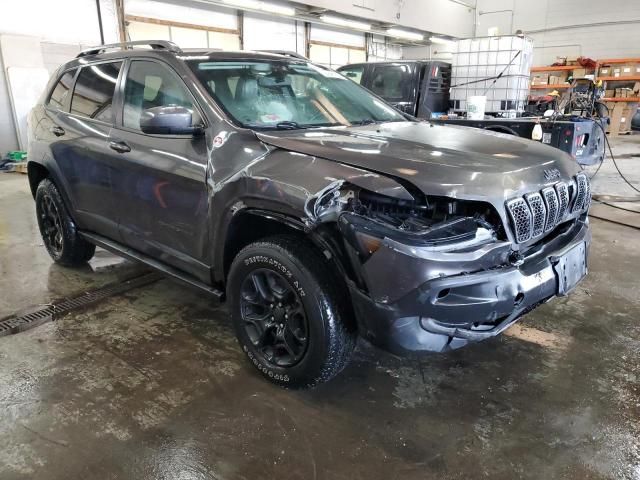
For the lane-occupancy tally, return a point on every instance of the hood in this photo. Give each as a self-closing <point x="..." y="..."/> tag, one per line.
<point x="457" y="162"/>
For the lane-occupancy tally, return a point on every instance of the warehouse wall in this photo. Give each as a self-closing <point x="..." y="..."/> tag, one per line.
<point x="438" y="16"/>
<point x="592" y="28"/>
<point x="59" y="28"/>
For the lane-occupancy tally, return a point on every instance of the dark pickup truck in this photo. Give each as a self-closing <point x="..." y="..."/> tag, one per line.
<point x="421" y="89"/>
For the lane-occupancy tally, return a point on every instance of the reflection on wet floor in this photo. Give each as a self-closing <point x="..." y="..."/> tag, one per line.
<point x="151" y="384"/>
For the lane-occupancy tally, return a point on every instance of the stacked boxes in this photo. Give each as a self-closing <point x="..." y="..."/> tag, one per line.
<point x="620" y="70"/>
<point x="475" y="60"/>
<point x="620" y="114"/>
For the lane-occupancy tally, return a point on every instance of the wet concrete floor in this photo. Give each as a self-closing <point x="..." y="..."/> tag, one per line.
<point x="151" y="385"/>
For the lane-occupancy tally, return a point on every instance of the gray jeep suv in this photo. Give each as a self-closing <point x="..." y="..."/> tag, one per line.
<point x="320" y="212"/>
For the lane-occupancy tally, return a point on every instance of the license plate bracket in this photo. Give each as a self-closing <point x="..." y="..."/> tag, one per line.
<point x="570" y="268"/>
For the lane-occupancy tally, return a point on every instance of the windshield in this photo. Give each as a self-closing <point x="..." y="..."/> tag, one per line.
<point x="288" y="95"/>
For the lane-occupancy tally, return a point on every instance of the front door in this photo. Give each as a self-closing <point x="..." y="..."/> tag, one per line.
<point x="161" y="179"/>
<point x="81" y="149"/>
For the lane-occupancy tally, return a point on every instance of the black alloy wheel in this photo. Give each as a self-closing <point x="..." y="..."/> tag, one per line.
<point x="52" y="230"/>
<point x="288" y="312"/>
<point x="274" y="317"/>
<point x="59" y="234"/>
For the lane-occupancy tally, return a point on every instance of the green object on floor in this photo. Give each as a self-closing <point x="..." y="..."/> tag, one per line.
<point x="17" y="155"/>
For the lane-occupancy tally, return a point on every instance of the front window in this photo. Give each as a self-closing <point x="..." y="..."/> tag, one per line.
<point x="289" y="95"/>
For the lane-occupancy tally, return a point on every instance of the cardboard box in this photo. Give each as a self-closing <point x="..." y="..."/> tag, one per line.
<point x="628" y="70"/>
<point x="557" y="78"/>
<point x="627" y="116"/>
<point x="621" y="114"/>
<point x="615" y="116"/>
<point x="623" y="92"/>
<point x="540" y="79"/>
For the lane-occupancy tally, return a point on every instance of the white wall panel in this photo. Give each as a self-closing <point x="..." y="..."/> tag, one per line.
<point x="71" y="21"/>
<point x="183" y="12"/>
<point x="590" y="39"/>
<point x="334" y="35"/>
<point x="438" y="16"/>
<point x="262" y="32"/>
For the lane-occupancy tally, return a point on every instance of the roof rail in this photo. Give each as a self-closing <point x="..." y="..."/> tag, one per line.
<point x="286" y="53"/>
<point x="154" y="44"/>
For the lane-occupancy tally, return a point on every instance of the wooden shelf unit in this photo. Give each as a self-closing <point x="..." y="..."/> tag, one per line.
<point x="630" y="78"/>
<point x="618" y="60"/>
<point x="549" y="87"/>
<point x="599" y="63"/>
<point x="557" y="68"/>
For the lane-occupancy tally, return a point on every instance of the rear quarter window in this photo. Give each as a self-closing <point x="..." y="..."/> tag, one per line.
<point x="391" y="82"/>
<point x="61" y="90"/>
<point x="94" y="90"/>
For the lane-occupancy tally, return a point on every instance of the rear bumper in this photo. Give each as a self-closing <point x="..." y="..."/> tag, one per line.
<point x="453" y="308"/>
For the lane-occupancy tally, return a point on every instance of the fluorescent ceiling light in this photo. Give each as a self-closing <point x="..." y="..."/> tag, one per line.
<point x="398" y="33"/>
<point x="345" y="22"/>
<point x="280" y="9"/>
<point x="264" y="6"/>
<point x="442" y="41"/>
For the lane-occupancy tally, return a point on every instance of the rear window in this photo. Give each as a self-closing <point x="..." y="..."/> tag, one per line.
<point x="61" y="90"/>
<point x="352" y="73"/>
<point x="93" y="93"/>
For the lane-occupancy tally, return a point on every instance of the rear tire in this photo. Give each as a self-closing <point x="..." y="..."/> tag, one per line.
<point x="286" y="312"/>
<point x="58" y="231"/>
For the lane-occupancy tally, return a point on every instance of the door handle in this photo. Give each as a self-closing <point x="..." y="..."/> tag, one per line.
<point x="57" y="131"/>
<point x="120" y="147"/>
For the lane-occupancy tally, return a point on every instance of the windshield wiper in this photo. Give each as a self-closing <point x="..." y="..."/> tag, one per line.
<point x="288" y="125"/>
<point x="366" y="121"/>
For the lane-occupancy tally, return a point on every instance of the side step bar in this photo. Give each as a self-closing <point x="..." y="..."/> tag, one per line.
<point x="131" y="254"/>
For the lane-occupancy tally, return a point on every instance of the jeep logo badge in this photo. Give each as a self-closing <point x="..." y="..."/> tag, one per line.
<point x="551" y="173"/>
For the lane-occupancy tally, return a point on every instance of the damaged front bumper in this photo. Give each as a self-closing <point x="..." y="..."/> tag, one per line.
<point x="422" y="299"/>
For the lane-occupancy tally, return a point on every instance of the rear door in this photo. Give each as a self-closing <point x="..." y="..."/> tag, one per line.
<point x="81" y="151"/>
<point x="397" y="83"/>
<point x="161" y="179"/>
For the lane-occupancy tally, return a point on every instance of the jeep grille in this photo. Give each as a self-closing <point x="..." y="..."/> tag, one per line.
<point x="539" y="212"/>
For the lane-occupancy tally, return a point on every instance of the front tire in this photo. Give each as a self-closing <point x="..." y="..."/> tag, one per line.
<point x="58" y="231"/>
<point x="286" y="312"/>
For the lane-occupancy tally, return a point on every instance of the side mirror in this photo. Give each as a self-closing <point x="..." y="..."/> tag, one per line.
<point x="169" y="120"/>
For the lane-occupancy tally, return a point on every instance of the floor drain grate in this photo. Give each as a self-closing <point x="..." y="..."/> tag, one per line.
<point x="16" y="324"/>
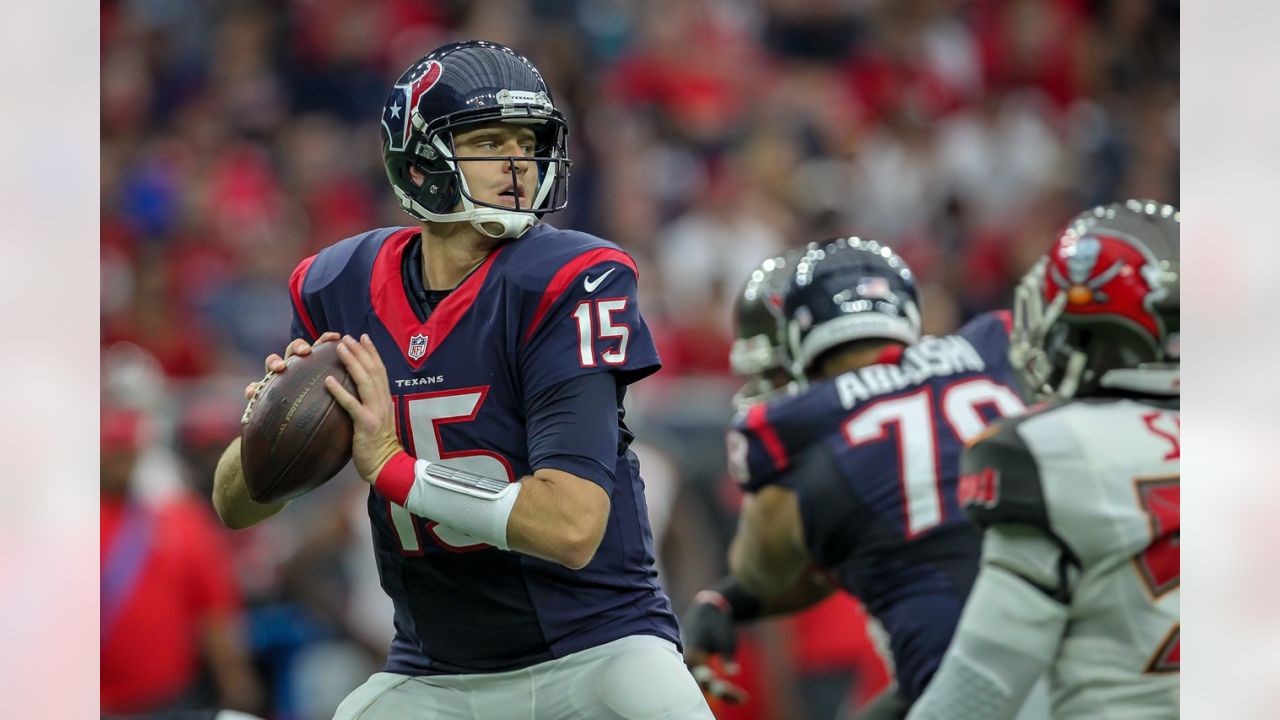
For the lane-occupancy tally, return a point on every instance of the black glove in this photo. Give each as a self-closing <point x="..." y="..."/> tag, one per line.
<point x="709" y="633"/>
<point x="708" y="625"/>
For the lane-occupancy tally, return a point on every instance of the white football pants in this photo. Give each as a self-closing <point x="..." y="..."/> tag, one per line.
<point x="634" y="678"/>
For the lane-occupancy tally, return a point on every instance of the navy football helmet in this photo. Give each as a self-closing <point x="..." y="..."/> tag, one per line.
<point x="1102" y="308"/>
<point x="849" y="290"/>
<point x="455" y="87"/>
<point x="759" y="351"/>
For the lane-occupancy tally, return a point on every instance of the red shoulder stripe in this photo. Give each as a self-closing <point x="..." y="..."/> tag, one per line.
<point x="296" y="279"/>
<point x="565" y="277"/>
<point x="758" y="423"/>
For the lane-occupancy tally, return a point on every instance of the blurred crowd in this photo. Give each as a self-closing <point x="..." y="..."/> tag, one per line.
<point x="238" y="137"/>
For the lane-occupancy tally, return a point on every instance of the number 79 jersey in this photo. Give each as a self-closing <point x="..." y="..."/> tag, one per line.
<point x="873" y="456"/>
<point x="539" y="310"/>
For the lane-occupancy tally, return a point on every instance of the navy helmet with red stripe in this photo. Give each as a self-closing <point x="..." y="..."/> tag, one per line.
<point x="849" y="290"/>
<point x="452" y="89"/>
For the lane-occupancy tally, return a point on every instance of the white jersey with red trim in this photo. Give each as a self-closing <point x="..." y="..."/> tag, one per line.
<point x="1080" y="565"/>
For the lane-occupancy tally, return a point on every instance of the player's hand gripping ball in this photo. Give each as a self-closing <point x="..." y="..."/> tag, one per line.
<point x="293" y="434"/>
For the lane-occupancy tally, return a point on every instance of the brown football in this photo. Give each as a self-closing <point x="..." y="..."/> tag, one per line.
<point x="293" y="434"/>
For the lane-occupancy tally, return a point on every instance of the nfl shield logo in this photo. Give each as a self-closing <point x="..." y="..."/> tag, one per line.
<point x="416" y="346"/>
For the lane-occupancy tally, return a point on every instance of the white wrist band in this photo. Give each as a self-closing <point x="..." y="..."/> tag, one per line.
<point x="467" y="502"/>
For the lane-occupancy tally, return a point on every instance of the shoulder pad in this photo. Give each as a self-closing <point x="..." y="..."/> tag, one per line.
<point x="766" y="438"/>
<point x="1000" y="479"/>
<point x="314" y="274"/>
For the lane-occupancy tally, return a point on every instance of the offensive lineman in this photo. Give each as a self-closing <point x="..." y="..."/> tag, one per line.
<point x="856" y="473"/>
<point x="1080" y="496"/>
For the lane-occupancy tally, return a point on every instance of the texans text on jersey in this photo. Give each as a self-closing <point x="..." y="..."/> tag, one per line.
<point x="425" y="381"/>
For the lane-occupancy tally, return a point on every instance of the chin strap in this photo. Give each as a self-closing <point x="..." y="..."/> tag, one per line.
<point x="489" y="222"/>
<point x="1147" y="381"/>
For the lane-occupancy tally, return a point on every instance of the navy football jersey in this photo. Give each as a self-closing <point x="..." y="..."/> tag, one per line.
<point x="873" y="456"/>
<point x="540" y="310"/>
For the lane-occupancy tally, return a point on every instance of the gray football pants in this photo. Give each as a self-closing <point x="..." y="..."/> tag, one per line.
<point x="635" y="678"/>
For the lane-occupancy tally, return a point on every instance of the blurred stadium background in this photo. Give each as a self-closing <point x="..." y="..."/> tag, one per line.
<point x="238" y="137"/>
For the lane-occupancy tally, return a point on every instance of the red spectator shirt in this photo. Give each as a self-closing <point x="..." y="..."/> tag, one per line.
<point x="152" y="651"/>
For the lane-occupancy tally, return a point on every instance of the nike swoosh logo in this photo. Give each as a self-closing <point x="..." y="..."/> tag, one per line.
<point x="589" y="285"/>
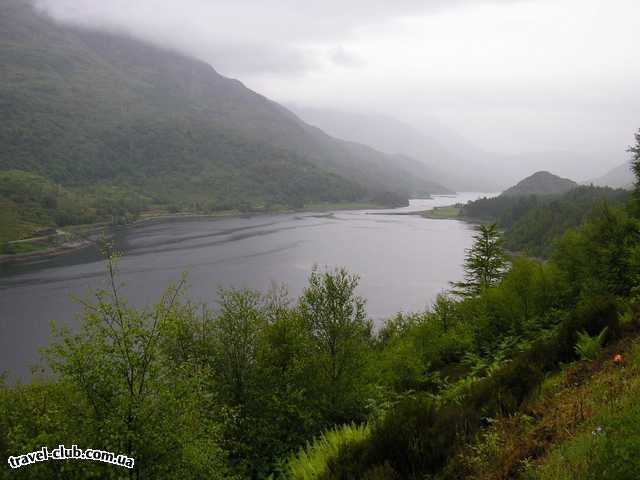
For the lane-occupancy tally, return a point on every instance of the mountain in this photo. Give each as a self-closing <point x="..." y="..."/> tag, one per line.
<point x="85" y="108"/>
<point x="618" y="177"/>
<point x="541" y="183"/>
<point x="445" y="156"/>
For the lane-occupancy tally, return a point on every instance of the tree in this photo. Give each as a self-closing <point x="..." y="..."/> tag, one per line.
<point x="128" y="395"/>
<point x="635" y="166"/>
<point x="340" y="332"/>
<point x="485" y="262"/>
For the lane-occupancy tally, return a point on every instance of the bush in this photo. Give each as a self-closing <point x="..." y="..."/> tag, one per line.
<point x="588" y="347"/>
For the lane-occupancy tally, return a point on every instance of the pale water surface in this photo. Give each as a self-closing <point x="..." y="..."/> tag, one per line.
<point x="404" y="261"/>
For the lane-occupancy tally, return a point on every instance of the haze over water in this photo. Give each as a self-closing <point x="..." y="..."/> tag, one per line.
<point x="403" y="261"/>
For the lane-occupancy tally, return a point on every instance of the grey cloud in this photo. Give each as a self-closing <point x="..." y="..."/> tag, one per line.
<point x="245" y="36"/>
<point x="340" y="56"/>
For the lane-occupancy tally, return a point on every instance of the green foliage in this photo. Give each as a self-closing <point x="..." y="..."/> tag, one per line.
<point x="83" y="108"/>
<point x="341" y="334"/>
<point x="485" y="262"/>
<point x="635" y="166"/>
<point x="588" y="347"/>
<point x="312" y="462"/>
<point x="532" y="223"/>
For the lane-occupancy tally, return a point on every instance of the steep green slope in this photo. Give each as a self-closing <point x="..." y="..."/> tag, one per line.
<point x="81" y="107"/>
<point x="541" y="183"/>
<point x="531" y="223"/>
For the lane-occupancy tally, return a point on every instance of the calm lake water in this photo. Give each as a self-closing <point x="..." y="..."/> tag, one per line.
<point x="403" y="262"/>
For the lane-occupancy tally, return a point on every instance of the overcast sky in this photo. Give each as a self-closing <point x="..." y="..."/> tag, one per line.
<point x="509" y="75"/>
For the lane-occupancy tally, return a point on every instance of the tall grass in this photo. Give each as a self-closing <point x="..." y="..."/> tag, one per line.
<point x="311" y="462"/>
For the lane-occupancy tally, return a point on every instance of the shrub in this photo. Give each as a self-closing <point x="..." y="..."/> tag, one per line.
<point x="588" y="347"/>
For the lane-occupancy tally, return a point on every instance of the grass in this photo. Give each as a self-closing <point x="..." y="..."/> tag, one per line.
<point x="583" y="423"/>
<point x="311" y="462"/>
<point x="443" y="213"/>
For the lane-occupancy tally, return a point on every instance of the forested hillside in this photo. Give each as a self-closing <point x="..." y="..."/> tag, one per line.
<point x="524" y="369"/>
<point x="531" y="223"/>
<point x="83" y="108"/>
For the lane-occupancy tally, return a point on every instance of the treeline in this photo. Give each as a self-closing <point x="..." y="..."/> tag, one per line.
<point x="30" y="203"/>
<point x="531" y="223"/>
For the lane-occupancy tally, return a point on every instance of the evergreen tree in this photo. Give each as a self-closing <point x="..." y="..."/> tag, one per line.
<point x="485" y="263"/>
<point x="635" y="166"/>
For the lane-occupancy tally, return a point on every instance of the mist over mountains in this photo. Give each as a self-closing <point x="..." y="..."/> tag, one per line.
<point x="83" y="106"/>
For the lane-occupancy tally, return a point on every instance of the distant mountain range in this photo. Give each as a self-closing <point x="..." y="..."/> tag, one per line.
<point x="457" y="170"/>
<point x="618" y="177"/>
<point x="541" y="183"/>
<point x="450" y="158"/>
<point x="83" y="107"/>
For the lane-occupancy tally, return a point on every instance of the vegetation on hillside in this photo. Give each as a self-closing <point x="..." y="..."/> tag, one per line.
<point x="85" y="109"/>
<point x="273" y="387"/>
<point x="532" y="223"/>
<point x="540" y="183"/>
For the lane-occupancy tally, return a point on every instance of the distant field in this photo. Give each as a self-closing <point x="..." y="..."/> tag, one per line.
<point x="442" y="213"/>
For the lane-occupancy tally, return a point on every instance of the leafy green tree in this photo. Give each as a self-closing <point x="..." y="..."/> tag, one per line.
<point x="131" y="400"/>
<point x="341" y="334"/>
<point x="485" y="262"/>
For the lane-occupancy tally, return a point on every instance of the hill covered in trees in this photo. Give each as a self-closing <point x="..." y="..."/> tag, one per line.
<point x="531" y="223"/>
<point x="527" y="370"/>
<point x="84" y="109"/>
<point x="540" y="183"/>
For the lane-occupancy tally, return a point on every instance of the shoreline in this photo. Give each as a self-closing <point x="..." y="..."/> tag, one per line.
<point x="80" y="235"/>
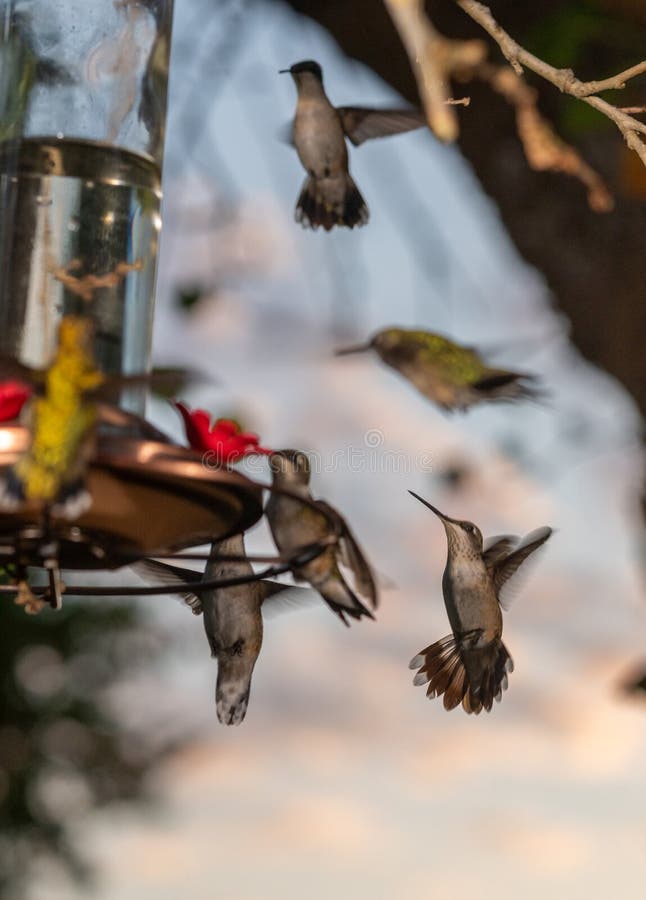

- Aim -
Rewrite the stretch of items from the line containing "of the hill" through the end of the items, with every line kept, and add 35 to each x and y coordinate in the points. Leave the pictures out.

- Correct output -
For the lane-occupancy tally, return a point on every instance of the hill covered in trees in this photo. Give each as a self-closing <point x="..." y="..."/> tag, one per line.
<point x="566" y="258"/>
<point x="562" y="405"/>
<point x="119" y="144"/>
<point x="575" y="218"/>
For the lane-occupancy tally, return a point on every instance of the shoreline in this photo. Give each as a self-closing <point x="..." y="..."/> tag, one per line.
<point x="115" y="270"/>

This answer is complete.